───── Information supplied
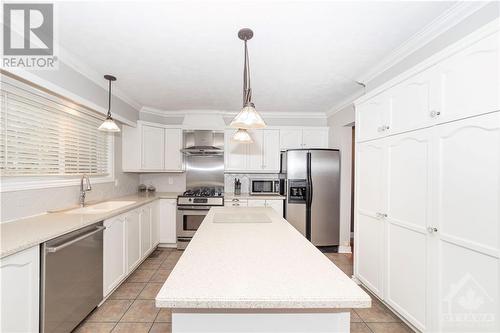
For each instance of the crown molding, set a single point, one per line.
(442, 23)
(223, 113)
(349, 100)
(72, 61)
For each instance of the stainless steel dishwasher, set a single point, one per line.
(71, 278)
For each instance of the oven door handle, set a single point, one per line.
(193, 208)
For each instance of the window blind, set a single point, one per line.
(46, 135)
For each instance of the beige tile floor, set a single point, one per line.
(131, 307)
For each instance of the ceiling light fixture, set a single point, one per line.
(109, 124)
(242, 135)
(248, 117)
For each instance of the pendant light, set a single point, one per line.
(242, 135)
(109, 124)
(248, 117)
──────────
What you are asked to do ->
Rewrite these rows with every "instance" changed to "occurrence", keeping everything else the same, and omit the pictures.

Solution to this task ->
For each occurrence of the crown molding, set a single point, one per line.
(442, 23)
(223, 113)
(349, 100)
(72, 61)
For each occurrence of the stainless steel dishwasher, set a single point, one per line.
(71, 278)
For each occurrence of the oven door handle, set a single point, one per line.
(193, 208)
For each occurrence of the window blind, set a single point, one per line.
(46, 135)
For each occurrence of the beige tile floor, set a single point, one per line.
(131, 307)
For each occurrence of the ceiling light fixture, set a single point, one per line.
(109, 124)
(242, 135)
(248, 117)
For each occurrence of the pendant light, set a single point, one per line.
(242, 135)
(109, 124)
(248, 117)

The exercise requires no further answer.